▸ REQUIRED ACTION: The lines from the beginning of the records below through the one holding "like point(174, 195)." are to be copied exactly; leave the pictures out.

[[ SOURCE DATA, beginning ]]

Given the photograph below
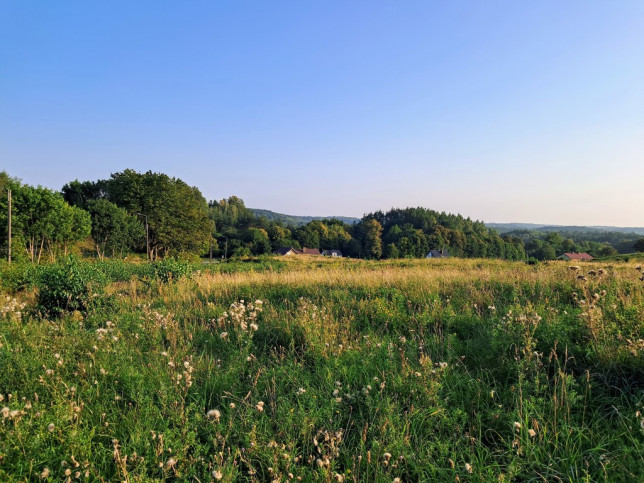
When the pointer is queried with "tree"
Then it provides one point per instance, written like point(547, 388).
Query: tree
point(177, 214)
point(391, 251)
point(372, 240)
point(113, 230)
point(639, 245)
point(43, 222)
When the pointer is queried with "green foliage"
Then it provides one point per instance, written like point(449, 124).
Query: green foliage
point(43, 224)
point(114, 231)
point(639, 245)
point(482, 370)
point(68, 285)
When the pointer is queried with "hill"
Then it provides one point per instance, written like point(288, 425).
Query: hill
point(508, 227)
point(300, 220)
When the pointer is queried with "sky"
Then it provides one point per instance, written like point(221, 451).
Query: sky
point(502, 111)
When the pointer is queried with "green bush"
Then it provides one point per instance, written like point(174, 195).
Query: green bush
point(67, 286)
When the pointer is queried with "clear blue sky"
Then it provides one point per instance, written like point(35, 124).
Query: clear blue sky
point(501, 111)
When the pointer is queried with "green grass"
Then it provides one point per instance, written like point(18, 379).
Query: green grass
point(419, 370)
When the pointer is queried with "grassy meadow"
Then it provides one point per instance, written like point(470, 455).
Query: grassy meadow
point(322, 370)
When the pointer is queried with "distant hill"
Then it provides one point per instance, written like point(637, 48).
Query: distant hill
point(300, 220)
point(508, 227)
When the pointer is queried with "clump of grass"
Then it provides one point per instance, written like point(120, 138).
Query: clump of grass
point(330, 371)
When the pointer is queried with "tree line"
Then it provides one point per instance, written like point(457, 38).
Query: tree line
point(162, 216)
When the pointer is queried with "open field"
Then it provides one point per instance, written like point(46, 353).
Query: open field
point(324, 370)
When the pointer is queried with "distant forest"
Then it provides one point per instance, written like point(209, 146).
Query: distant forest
point(162, 216)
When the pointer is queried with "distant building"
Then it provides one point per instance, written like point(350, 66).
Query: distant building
point(579, 257)
point(332, 253)
point(288, 251)
point(443, 253)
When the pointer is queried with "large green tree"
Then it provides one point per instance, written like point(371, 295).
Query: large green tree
point(177, 214)
point(114, 230)
point(372, 238)
point(42, 222)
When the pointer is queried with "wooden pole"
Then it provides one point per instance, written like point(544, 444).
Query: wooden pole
point(9, 221)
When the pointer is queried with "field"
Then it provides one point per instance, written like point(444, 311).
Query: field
point(320, 370)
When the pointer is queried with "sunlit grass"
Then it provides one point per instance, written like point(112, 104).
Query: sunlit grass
point(332, 370)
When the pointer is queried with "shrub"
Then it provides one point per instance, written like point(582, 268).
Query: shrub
point(67, 286)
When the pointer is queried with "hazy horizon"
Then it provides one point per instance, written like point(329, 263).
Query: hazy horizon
point(502, 112)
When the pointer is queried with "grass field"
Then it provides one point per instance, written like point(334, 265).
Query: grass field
point(324, 370)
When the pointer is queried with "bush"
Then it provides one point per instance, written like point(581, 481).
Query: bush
point(67, 286)
point(170, 269)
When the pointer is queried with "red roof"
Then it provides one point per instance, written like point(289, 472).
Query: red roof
point(578, 256)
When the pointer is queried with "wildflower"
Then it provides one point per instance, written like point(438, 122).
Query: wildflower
point(214, 414)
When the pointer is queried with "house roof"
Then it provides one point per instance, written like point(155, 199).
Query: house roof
point(578, 256)
point(438, 253)
point(332, 252)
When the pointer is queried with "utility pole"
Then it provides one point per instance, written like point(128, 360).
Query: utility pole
point(9, 230)
point(147, 235)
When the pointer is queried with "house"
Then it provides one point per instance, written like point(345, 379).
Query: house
point(294, 251)
point(332, 253)
point(287, 251)
point(442, 253)
point(580, 257)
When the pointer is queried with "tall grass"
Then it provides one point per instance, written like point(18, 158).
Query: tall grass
point(469, 370)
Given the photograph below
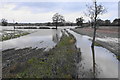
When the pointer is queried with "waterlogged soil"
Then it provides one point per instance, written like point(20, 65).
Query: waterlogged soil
point(106, 37)
point(59, 62)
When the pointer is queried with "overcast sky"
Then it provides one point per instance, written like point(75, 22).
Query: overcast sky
point(43, 11)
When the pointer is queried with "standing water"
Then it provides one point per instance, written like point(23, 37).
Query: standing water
point(42, 38)
point(106, 62)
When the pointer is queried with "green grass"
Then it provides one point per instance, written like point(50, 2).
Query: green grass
point(97, 44)
point(57, 63)
point(13, 36)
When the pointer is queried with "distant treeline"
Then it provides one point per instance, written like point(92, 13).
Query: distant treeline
point(41, 24)
point(100, 22)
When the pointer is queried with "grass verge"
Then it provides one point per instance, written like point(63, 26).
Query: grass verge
point(59, 62)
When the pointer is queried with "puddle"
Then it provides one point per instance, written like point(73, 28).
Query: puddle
point(42, 38)
point(106, 62)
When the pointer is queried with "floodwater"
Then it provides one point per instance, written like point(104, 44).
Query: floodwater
point(106, 62)
point(41, 38)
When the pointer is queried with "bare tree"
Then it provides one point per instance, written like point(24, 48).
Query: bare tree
point(79, 21)
point(57, 18)
point(4, 22)
point(93, 12)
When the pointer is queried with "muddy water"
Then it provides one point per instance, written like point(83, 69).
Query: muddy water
point(42, 38)
point(106, 62)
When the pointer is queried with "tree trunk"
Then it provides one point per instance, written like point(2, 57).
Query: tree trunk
point(93, 42)
point(56, 25)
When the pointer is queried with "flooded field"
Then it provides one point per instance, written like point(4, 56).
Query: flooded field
point(106, 61)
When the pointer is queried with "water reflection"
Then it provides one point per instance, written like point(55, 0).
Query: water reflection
point(42, 38)
point(106, 62)
point(56, 35)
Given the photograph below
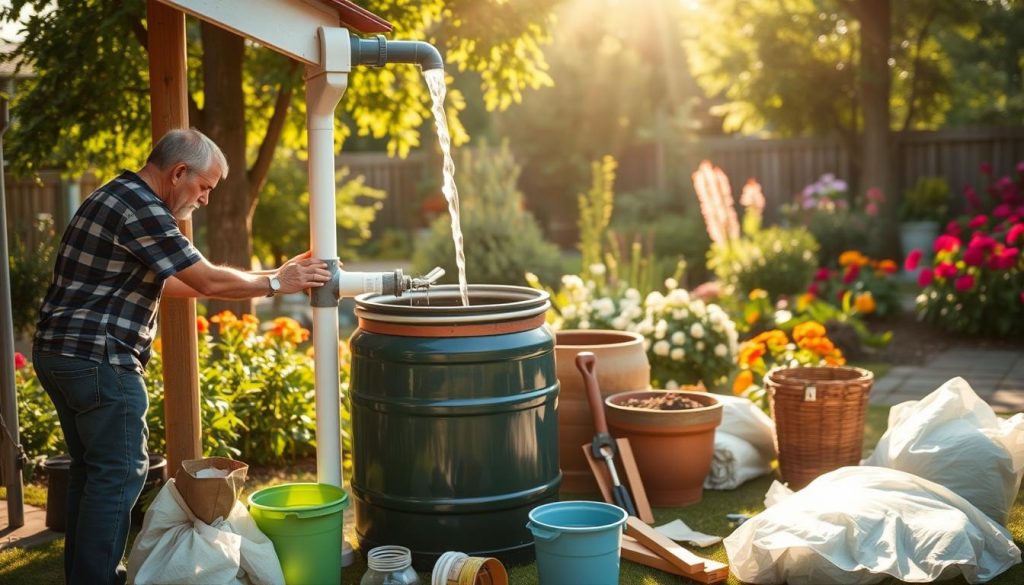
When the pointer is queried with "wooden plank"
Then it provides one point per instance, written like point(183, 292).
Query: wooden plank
point(168, 98)
point(714, 571)
point(634, 481)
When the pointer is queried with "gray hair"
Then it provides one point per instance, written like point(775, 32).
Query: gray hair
point(188, 147)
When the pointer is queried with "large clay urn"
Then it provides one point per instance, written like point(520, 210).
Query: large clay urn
point(673, 448)
point(622, 365)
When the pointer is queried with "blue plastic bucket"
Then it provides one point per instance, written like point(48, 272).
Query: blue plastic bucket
point(303, 521)
point(578, 543)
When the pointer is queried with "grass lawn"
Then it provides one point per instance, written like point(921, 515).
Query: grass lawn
point(43, 566)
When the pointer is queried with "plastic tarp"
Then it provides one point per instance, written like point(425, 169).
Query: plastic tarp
point(862, 525)
point(954, 439)
point(176, 547)
point(744, 445)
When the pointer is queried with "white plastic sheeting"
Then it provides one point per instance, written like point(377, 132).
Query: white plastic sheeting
point(176, 547)
point(952, 437)
point(744, 445)
point(861, 525)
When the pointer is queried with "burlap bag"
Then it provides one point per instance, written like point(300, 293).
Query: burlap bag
point(210, 498)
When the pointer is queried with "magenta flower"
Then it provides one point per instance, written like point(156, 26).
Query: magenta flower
point(945, 270)
point(925, 278)
point(946, 243)
point(1014, 234)
point(965, 283)
point(912, 259)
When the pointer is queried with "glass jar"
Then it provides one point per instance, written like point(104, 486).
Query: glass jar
point(390, 566)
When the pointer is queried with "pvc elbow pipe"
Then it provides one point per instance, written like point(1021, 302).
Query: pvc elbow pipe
point(379, 51)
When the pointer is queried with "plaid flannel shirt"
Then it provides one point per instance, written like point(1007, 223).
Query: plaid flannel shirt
point(115, 255)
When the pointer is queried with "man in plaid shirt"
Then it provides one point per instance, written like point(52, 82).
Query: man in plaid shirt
point(121, 251)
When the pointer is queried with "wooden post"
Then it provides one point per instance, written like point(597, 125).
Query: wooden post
point(169, 101)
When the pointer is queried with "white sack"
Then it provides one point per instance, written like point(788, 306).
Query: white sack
point(952, 437)
point(176, 547)
point(744, 445)
point(861, 525)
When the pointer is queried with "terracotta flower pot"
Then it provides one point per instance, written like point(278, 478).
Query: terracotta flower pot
point(673, 448)
point(622, 365)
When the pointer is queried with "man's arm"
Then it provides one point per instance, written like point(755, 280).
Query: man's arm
point(206, 280)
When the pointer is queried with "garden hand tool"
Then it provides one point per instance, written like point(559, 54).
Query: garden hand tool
point(603, 446)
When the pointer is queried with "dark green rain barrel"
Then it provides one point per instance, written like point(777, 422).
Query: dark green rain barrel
point(455, 429)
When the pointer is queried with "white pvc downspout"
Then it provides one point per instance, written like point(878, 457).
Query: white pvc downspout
point(325, 86)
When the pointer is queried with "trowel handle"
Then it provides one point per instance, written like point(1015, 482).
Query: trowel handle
point(587, 364)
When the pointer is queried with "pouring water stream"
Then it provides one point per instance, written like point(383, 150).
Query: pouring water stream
point(435, 82)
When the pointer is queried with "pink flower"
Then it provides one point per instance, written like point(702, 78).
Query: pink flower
point(946, 243)
point(945, 270)
point(974, 256)
point(965, 283)
point(925, 278)
point(912, 259)
point(1014, 234)
point(851, 274)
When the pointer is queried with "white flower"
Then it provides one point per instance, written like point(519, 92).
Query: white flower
point(662, 347)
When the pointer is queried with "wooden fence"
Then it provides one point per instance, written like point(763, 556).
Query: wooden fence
point(783, 167)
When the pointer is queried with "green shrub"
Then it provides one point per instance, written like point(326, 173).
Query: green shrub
point(502, 242)
point(928, 200)
point(31, 272)
point(778, 260)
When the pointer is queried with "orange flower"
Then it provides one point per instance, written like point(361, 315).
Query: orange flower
point(742, 381)
point(864, 302)
point(808, 329)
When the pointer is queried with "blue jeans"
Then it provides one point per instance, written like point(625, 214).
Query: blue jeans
point(101, 408)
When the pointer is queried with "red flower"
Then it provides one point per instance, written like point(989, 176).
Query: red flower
point(925, 278)
point(965, 283)
point(1014, 234)
point(945, 270)
point(912, 259)
point(946, 243)
point(851, 274)
point(974, 255)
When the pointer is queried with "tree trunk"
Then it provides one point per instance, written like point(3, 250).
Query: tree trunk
point(876, 29)
point(228, 215)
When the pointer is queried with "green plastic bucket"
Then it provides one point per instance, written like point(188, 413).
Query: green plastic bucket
point(455, 421)
point(303, 521)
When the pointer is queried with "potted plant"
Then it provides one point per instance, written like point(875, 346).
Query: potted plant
point(673, 439)
point(924, 207)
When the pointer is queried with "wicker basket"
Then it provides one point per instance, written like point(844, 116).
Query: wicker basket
point(819, 419)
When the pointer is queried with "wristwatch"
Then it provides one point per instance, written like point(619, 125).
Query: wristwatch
point(274, 285)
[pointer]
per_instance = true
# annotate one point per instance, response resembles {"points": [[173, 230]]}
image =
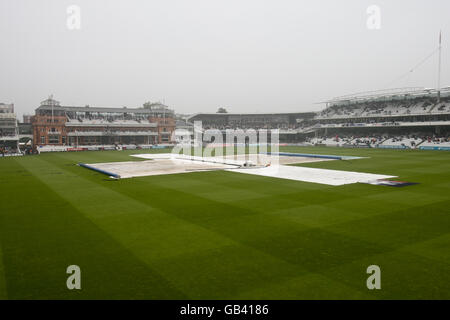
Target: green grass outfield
{"points": [[224, 235]]}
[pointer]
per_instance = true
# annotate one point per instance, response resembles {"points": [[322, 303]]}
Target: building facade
{"points": [[57, 125], [9, 133]]}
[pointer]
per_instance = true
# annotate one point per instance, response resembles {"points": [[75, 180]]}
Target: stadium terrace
{"points": [[398, 118]]}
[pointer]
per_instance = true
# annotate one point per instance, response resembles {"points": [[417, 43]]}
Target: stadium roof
{"points": [[408, 92]]}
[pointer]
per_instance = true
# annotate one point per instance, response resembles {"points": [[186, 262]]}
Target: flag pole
{"points": [[439, 68]]}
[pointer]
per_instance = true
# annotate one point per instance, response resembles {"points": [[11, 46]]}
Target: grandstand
{"points": [[403, 118], [395, 118]]}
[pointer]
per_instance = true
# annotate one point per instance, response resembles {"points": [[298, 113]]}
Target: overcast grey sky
{"points": [[198, 55]]}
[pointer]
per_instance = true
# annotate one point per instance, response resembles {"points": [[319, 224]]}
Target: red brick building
{"points": [[58, 125]]}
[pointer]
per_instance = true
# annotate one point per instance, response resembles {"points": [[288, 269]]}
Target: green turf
{"points": [[224, 235]]}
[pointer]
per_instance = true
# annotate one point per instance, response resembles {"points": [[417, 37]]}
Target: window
{"points": [[53, 139]]}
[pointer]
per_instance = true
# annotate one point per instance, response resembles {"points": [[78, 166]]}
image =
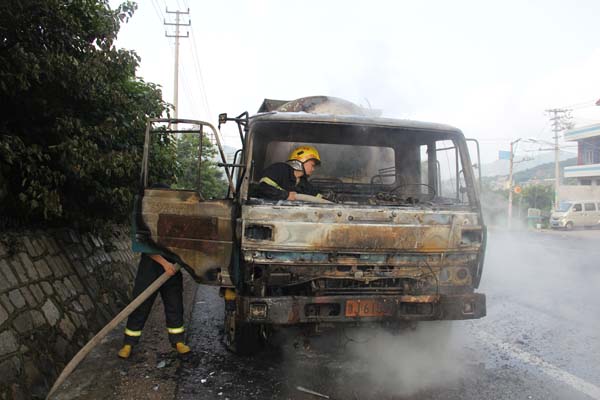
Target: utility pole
{"points": [[177, 24], [510, 186], [559, 117]]}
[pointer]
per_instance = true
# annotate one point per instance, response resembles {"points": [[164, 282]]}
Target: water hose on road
{"points": [[70, 367]]}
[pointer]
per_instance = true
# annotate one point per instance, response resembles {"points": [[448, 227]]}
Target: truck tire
{"points": [[241, 337]]}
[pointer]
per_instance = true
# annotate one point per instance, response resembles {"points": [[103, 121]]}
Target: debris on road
{"points": [[301, 389]]}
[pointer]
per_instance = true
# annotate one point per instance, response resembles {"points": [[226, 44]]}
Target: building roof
{"points": [[583, 132]]}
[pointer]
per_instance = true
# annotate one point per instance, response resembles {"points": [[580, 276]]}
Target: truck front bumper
{"points": [[291, 310]]}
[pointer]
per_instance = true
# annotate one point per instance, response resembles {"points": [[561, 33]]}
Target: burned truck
{"points": [[403, 239]]}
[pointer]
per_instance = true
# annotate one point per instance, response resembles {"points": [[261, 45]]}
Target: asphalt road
{"points": [[540, 340]]}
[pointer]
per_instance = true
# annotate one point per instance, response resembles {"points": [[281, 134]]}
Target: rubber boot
{"points": [[182, 348], [125, 351]]}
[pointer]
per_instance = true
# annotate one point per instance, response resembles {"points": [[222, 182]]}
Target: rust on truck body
{"points": [[403, 241]]}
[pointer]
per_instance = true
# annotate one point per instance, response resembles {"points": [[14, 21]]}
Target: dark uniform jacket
{"points": [[278, 180]]}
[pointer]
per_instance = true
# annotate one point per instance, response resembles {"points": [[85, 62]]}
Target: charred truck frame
{"points": [[403, 241]]}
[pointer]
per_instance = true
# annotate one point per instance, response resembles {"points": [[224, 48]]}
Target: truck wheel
{"points": [[240, 337]]}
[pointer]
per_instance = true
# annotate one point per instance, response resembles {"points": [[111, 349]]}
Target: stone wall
{"points": [[57, 289]]}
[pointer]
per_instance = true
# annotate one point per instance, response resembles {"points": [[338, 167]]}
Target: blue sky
{"points": [[490, 68]]}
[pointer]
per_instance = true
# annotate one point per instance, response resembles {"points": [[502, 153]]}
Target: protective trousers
{"points": [[171, 293]]}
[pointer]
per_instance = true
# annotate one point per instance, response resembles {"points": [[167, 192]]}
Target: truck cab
{"points": [[403, 240]]}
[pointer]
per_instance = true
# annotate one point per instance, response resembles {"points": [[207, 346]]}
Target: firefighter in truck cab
{"points": [[284, 180]]}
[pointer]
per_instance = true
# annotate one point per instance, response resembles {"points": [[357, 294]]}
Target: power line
{"points": [[177, 24], [199, 71], [561, 118]]}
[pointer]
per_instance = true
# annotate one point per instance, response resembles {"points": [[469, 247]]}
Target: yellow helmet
{"points": [[305, 153]]}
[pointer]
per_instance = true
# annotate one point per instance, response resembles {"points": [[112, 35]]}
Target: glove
{"points": [[329, 195]]}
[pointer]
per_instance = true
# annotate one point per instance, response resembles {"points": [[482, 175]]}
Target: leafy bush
{"points": [[73, 116]]}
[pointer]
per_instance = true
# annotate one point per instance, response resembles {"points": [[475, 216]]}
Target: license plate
{"points": [[368, 308]]}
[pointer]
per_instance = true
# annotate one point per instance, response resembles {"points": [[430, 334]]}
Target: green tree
{"points": [[538, 196], [73, 115], [210, 180]]}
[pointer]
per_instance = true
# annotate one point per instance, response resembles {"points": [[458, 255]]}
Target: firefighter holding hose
{"points": [[149, 269]]}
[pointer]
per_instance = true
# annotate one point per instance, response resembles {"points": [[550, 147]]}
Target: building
{"points": [[587, 170]]}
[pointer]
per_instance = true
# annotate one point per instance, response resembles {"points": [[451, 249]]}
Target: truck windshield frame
{"points": [[418, 174]]}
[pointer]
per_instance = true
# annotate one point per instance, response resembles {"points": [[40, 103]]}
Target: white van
{"points": [[576, 213]]}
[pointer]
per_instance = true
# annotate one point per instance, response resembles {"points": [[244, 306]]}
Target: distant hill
{"points": [[501, 167]]}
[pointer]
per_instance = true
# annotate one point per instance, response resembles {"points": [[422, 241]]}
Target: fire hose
{"points": [[80, 356]]}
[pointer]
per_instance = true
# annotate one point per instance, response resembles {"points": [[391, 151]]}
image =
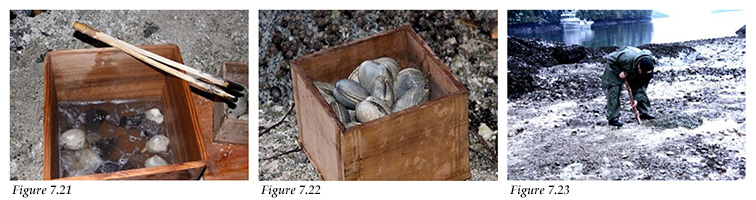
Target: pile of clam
{"points": [[375, 89]]}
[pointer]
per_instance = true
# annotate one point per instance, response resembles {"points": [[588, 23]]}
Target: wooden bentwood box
{"points": [[425, 142], [109, 74]]}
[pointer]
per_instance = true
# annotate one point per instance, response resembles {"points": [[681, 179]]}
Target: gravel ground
{"points": [[470, 53], [558, 130], [206, 39]]}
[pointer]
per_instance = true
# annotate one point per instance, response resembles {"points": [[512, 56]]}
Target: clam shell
{"points": [[73, 139], [352, 124], [371, 108], [408, 79], [383, 89], [326, 90], [341, 112], [369, 71], [413, 97], [349, 93], [155, 161], [355, 74], [391, 64]]}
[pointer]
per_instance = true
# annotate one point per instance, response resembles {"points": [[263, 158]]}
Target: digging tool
{"points": [[632, 101]]}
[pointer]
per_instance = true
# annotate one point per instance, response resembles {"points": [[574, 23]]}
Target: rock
{"points": [[157, 144], [155, 161], [485, 131], [154, 115], [741, 31], [73, 139], [569, 54]]}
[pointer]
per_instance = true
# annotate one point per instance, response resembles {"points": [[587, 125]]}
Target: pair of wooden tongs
{"points": [[210, 83]]}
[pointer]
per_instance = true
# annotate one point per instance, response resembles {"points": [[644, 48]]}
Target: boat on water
{"points": [[570, 21]]}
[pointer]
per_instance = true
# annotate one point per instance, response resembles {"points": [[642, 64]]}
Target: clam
{"points": [[326, 90], [158, 143], [341, 112], [352, 124], [354, 75], [370, 70], [390, 64], [87, 161], [349, 93], [154, 115], [155, 161], [383, 89], [73, 139], [408, 79], [414, 96], [371, 108]]}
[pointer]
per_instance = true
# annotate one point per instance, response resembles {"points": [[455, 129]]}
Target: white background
{"points": [[365, 190]]}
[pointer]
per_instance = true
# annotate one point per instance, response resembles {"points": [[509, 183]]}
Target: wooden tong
{"points": [[210, 83]]}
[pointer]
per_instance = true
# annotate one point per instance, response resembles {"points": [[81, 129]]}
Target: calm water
{"points": [[676, 28]]}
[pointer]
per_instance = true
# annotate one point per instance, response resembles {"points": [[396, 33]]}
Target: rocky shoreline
{"points": [[557, 129]]}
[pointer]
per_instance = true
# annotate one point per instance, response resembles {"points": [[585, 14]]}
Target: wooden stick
{"points": [[189, 70], [83, 28], [632, 102]]}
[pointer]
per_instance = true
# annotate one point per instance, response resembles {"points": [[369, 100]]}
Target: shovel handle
{"points": [[632, 102]]}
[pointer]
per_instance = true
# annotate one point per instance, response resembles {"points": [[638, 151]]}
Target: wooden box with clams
{"points": [[109, 116], [427, 141]]}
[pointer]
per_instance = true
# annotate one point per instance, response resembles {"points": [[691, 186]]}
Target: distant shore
{"points": [[539, 28]]}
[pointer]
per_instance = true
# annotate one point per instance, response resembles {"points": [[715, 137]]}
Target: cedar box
{"points": [[425, 142], [109, 74]]}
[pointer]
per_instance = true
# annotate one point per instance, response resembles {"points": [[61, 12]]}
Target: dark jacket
{"points": [[625, 59]]}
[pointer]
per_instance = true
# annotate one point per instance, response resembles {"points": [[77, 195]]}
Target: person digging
{"points": [[632, 67]]}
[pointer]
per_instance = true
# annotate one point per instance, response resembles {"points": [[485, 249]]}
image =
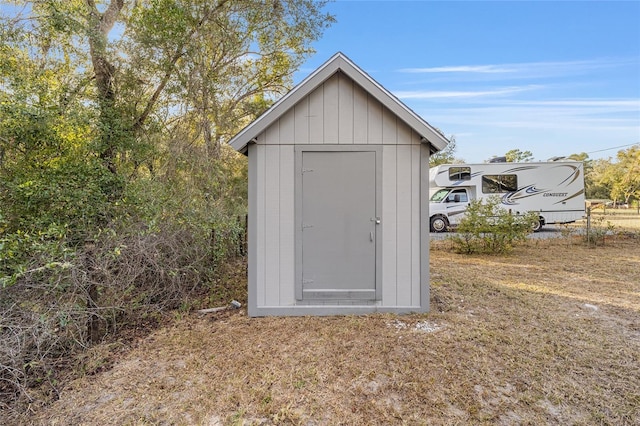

[[ SOURCE DATA, end ]]

▸ EXERCISE RESULT:
Given the photograph below
When the pointer is queried with "tree"
Then it provides one point per instance, written like point(547, 388).
Query: tree
point(177, 214)
point(391, 251)
point(372, 240)
point(113, 230)
point(639, 245)
point(43, 222)
When the pointer is queried with "green foliage"
Then it provides one point per instance, written like point(449, 124).
Query: green foliage
point(43, 224)
point(114, 231)
point(639, 245)
point(482, 370)
point(68, 285)
When the pointer is queried with "hill"
Then it provides one point per instance, written like point(288, 425).
Query: hill
point(508, 227)
point(300, 220)
When the pointer is queried with "sky"
Then it provides one point per instance, written like point(221, 451).
Query: sky
point(502, 111)
When the pointer is queried with "green bush"
Then it provides one point per instance, written like point(174, 195).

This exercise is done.